Output the material word for word. Leave each picture out.

Saved data entries
##########
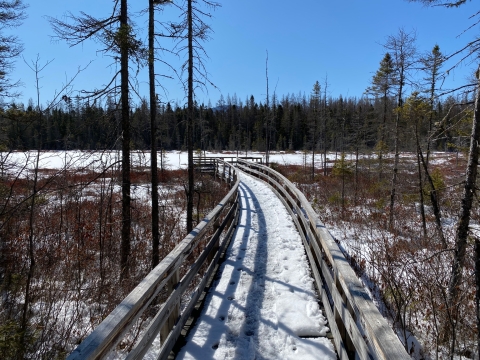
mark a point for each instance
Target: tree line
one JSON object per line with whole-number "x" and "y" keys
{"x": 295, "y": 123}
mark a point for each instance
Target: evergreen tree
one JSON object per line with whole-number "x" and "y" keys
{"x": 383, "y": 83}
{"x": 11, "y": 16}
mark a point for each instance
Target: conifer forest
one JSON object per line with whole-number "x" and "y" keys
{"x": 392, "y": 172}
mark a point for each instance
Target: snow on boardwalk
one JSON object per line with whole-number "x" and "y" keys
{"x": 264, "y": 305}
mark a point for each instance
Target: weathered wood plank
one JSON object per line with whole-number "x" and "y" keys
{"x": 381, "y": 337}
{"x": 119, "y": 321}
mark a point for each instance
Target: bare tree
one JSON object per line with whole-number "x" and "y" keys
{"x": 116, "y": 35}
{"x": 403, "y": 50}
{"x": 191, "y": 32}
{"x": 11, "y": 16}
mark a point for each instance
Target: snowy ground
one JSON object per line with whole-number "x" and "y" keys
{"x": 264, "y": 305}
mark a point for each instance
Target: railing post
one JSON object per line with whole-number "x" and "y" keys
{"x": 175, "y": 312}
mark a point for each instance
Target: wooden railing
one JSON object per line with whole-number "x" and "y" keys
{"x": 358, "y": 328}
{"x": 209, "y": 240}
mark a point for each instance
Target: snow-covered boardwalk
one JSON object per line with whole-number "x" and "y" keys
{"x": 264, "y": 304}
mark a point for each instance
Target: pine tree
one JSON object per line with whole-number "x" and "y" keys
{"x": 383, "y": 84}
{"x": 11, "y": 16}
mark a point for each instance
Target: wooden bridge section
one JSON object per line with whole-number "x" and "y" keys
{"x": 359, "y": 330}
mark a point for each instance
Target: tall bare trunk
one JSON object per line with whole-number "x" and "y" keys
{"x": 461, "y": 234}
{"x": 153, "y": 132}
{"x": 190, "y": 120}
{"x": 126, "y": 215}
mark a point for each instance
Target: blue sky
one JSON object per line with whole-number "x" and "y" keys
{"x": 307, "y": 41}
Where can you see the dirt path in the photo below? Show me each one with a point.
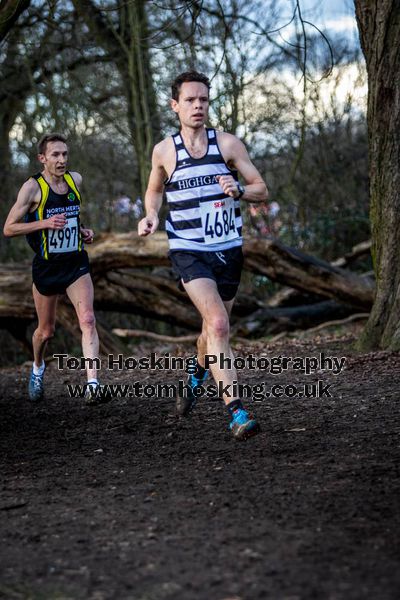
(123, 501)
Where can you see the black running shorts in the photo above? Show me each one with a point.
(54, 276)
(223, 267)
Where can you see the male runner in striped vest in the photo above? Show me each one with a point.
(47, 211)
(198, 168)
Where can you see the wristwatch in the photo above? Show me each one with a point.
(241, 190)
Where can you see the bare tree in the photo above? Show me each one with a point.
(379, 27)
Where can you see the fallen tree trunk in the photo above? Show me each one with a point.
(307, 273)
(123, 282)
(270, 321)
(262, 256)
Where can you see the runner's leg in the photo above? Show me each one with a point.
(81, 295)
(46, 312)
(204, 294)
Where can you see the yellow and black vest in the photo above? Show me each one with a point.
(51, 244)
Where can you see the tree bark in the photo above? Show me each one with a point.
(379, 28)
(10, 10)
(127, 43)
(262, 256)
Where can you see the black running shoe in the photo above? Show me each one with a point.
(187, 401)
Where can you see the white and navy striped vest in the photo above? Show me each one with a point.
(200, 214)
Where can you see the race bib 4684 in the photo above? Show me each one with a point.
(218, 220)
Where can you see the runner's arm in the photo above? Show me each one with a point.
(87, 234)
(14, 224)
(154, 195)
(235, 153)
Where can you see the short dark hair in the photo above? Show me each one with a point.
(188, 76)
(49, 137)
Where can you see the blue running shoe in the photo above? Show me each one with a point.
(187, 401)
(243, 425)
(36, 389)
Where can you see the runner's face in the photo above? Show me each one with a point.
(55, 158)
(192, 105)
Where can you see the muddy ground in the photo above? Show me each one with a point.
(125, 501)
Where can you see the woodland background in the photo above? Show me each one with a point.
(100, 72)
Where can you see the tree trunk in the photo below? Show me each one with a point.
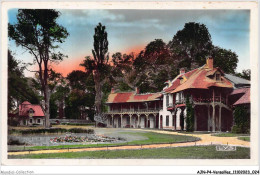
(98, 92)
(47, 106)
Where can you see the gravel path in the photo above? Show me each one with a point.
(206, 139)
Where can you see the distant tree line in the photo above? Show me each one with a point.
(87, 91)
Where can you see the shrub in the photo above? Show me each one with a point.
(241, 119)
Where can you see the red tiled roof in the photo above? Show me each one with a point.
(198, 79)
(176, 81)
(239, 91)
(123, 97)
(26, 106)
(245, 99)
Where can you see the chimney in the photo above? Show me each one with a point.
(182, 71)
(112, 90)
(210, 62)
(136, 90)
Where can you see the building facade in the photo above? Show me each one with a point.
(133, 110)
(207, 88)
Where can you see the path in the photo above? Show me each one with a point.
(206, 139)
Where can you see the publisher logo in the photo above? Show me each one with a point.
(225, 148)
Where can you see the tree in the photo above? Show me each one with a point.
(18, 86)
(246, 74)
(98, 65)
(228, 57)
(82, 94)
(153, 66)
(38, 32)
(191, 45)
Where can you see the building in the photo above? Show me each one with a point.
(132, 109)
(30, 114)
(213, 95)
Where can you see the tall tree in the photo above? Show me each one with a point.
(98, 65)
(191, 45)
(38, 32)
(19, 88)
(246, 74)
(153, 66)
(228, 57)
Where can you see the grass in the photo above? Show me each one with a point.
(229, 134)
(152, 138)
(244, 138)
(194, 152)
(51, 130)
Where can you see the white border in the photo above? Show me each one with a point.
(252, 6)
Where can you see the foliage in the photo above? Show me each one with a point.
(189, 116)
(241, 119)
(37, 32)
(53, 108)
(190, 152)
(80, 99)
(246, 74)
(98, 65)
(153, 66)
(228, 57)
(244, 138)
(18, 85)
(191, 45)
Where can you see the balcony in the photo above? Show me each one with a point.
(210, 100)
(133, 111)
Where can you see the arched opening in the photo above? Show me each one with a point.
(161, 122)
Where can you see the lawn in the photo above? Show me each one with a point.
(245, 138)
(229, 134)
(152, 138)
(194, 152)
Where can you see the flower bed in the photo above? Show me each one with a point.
##########
▸ **TASK RESPONSE**:
mark a point for each instance
Target: tree line
one JSON object per line with whole-number "x" and "y" keys
{"x": 295, "y": 123}
mark a point for each instance
Target: evergreen tree
one JSON object per line with whole-number "x" and "y" keys
{"x": 383, "y": 83}
{"x": 11, "y": 16}
mark a point for each instance
Target: conifer forest
one JSON object per line with whole-number "x" and "y" keys
{"x": 392, "y": 172}
mark a point for each instance
Target: snow on boardwalk
one JSON object per line with whole-number "x" and "y" keys
{"x": 264, "y": 305}
mark a point for each instance
Target: weathered wood plank
one JSON object per line with whole-number "x" and "y" keys
{"x": 381, "y": 337}
{"x": 119, "y": 321}
mark a point for each instance
Target: bare tree
one JSON object per line with whole-number "x" and "y" keys
{"x": 116, "y": 35}
{"x": 403, "y": 50}
{"x": 191, "y": 32}
{"x": 11, "y": 16}
mark a point for each instance
Target: snowy ground
one JSON object per line with whole-number "x" and "y" keys
{"x": 264, "y": 305}
mark a point for each instance
Target: railing post
one JSON object per line with whole-number "x" and "y" keys
{"x": 175, "y": 312}
mark a point for each instance
Target: wooden railing
one JSON object per line with whole-number "x" and "y" keys
{"x": 358, "y": 328}
{"x": 209, "y": 240}
mark a point for each instance
Target: snow-covered boardwalk
one JSON object per line with whole-number "x" and "y" keys
{"x": 264, "y": 304}
mark a point for each instance
Target: pine tree
one JSON object per line with whole-number "x" and "y" keys
{"x": 383, "y": 84}
{"x": 11, "y": 16}
mark a point for each instance
Target: wooden bridge section
one JSON object per line with whole-number "x" and "y" keys
{"x": 359, "y": 330}
mark a point for each instance
Target: tall bare trunk
one JSON object per line with whole-number "x" and "y" keys
{"x": 461, "y": 234}
{"x": 153, "y": 132}
{"x": 190, "y": 120}
{"x": 126, "y": 215}
mark a point for each instance
Target: blue sky
one JSON object per line with whole-number "x" and "y" keys
{"x": 307, "y": 41}
Where can you see the dirt path in the photo below? Show me each one with a point.
(123, 501)
Where can you see the black running shorts in the photo above? Show me each one with a point.
(54, 276)
(223, 267)
Where can you see the male runner in striped vest in the photo above? Show me each one with a point.
(47, 211)
(198, 168)
Where can you see the wristwatch in the photo above? Show me each one with a point.
(241, 190)
Where can you see the bare tree in the photo above? Show me each one with a point.
(379, 27)
Where can you see the fallen tree trunk in the photo above? Show me each one with a point.
(307, 273)
(123, 282)
(270, 321)
(262, 256)
Where can you see the runner's leg in the photo above? Show me each one with a point.
(81, 295)
(46, 312)
(204, 294)
Where can you see the yellow and black vest in the photo above? Show me each one with a point.
(51, 244)
Where can you see the tree bark in the photo above? Show me each one with a point.
(379, 28)
(10, 10)
(127, 43)
(262, 256)
Where can you see the black running shoe in the photo above? Show me each one with a point.
(187, 401)
Where can you see the white and navy striped vest in the photo above? Show me each one with a point.
(200, 214)
Where can you see the race bib 4684 in the photo above? Show me each one with a point.
(218, 220)
Where can you see the runner's arm in the photo above? Show me each one with a point.
(87, 234)
(14, 224)
(154, 195)
(235, 153)
Where can you see the short dark hair in the photo above? Show me each one with a point.
(188, 76)
(49, 137)
Where can you see the blue running shoe in the photo above? Show me each one with a point.
(187, 401)
(243, 425)
(36, 389)
Where can you see the runner's face in the photo above? Show me each one with a point.
(55, 158)
(192, 105)
Where can you see the muddy ground in the photo above? Show me each one with a point.
(125, 501)
Where can you see the woodland background in the photo above? Show me each one with a point.
(100, 72)
Where can you see the tree trunk in the photo below? Show me each one with a point.
(98, 92)
(47, 106)
Where can you see the gravel path in the photo above? Show me each one with a point.
(206, 139)
Where can you see the distant tree line in the photo above? Show me each one with a point.
(87, 91)
Where can you see the shrub in the photo above? Show me each one with a point.
(241, 119)
Where can you see the red tiled roof in the photo above? Show me each one with a point.
(198, 79)
(176, 81)
(239, 91)
(123, 97)
(26, 106)
(245, 99)
Where can you see the chimney in the photo above? Show me each one with a point.
(182, 71)
(112, 90)
(210, 62)
(136, 90)
Where can you see the building facade in the photo above? Show me each one with a point.
(133, 110)
(207, 88)
Where can you see the path in the photo above? Show me each one with a point.
(206, 139)
Where can you see the publisher logo in the photo above? Show me each one with a point.
(225, 148)
Where can you see the tree in the photo above? Show me each one with a point.
(18, 86)
(246, 74)
(98, 65)
(228, 57)
(82, 94)
(153, 66)
(38, 32)
(191, 45)
Where can you see the building in the photo above? Show me each one with a point.
(132, 109)
(30, 114)
(213, 95)
Where can you see the tall tree in the photo above? Show me each one with a point.
(98, 65)
(191, 45)
(38, 32)
(19, 88)
(246, 74)
(153, 66)
(228, 57)
Where can you see the grass in the photo above? Show me each one with a point.
(229, 134)
(152, 138)
(244, 138)
(194, 152)
(51, 130)
Where can you see the white border in the photo above? Show me each one with a point.
(252, 6)
Where can you see the foliage in the photo above? Show me each one with a point.
(189, 116)
(241, 119)
(37, 32)
(53, 108)
(190, 152)
(80, 99)
(246, 74)
(98, 65)
(153, 66)
(228, 57)
(244, 138)
(18, 85)
(191, 45)
Where can you see the balcony in the photo above? Show me each one with a point.
(210, 100)
(133, 111)
Where can you see the arched opening in the photo above? Show me each one with a point.
(161, 122)
Where can you see the lawn in the photo above? Show me each one with a point.
(245, 138)
(229, 134)
(152, 138)
(194, 152)
Where can you see the flower bed in the photo above? Show me each one with a point.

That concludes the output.